Page text:
Evan Kaplan explores multiple applications of time series data in the automotive space

Despite the impressive strides made by the automotive industry in recent years, fully autonomous cars may still be decades away. What’s already clear, however, is that they will be powered by two key components: artificial intelligence (AI) and analysing data through the lens of time. In tandem, these technologies will enable automakers to perfect the most important aspects of autonomous driving: anomaly detection and training AI models. Completely driverless cars won’t become the norm until manufacturers meet very high safety standards, meaning vehicles can accurately identify and predict potential problems before they turn into safety hazards for passengers.

This is where time series data and AI are poised to impact the automotive industry.

Building intelligence with time series data

Time series data—time-stamped data sequenced chronologically—has become an invaluable resource for automakers, just as it has across many other industries. Sensors producing time series data are now ubiquitous in daily life, creating smarter cities and covering factory floors. These sensors enable real-time data collection, transformation, and response to create highly intelligent systems.

Simply put, raw data from sensors is foundational for real-world AI systems. When it comes to autonomous vehicles (AVs), analysing this data in real-time provides an understanding of the world around them so they can drive safely—knowing if a light is red or green, keeping an adequate distance from other cars, following traffic signs, maintaining a safe speed, and so on.

​​Creating true automotive intelligence by gathering, transforming, and reacting to data is a continuous and complex process. Systems need to constantly refine, validate, and transform data, and then simulate models that create a foundation for real-time decision-making. Real-time streaming data from connected sensors also gives manufacturers insight into how vehicles perform at any given moment. Combining this data with powerful algorithms helps automakers monitor performance levels across their fleet of cars and anticipate customer needs.

The data that drives autonomous cars

At its core, AI is about manufacturing intelligence at scale, and time series data contributes to that intelligence by providing chronological context across data sources. AI models are critical to the success and safety of AVs, and they consume vast amounts of data streamed from cameras, LiDAR, radar, and other sensor sources.

Exercise set:
1. According to the article on time series data in the automotive space, what two key components will power fully autonomous cars?
2. Rewrite the part of the article starting at "Evan Kaplan explores" and ending at "the automotive industry.", using "car manufacturers" in place of "automakers".

Given data:
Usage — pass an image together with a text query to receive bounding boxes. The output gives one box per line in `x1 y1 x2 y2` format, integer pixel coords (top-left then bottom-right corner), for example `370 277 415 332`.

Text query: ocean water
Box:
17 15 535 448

Per-task outputs:
1. Artificial intelligence (AI) and analysing data through the lens of time.

2.
Evan Kaplan explores multiple applications of time series data in the automotive space

Despite the impressive strides made by the automotive industry in recent years, fully autonomous cars may still be decades away. What’s already clear, however, is that they will be powered by two key components: artificial intelligence (AI) and analysing data through the lens of time. In tandem, these technologies will enable car manufacturers to perfect the most important aspects of autonomous driving: anomaly detection and training AI models. Completely driverless cars won’t become the norm until manufacturers meet very high safety standards, meaning vehicles can accurately identify and predict potential problems before they turn into safety hazards for passengers.

This is where time series data and AI are poised to impact the automotive industry.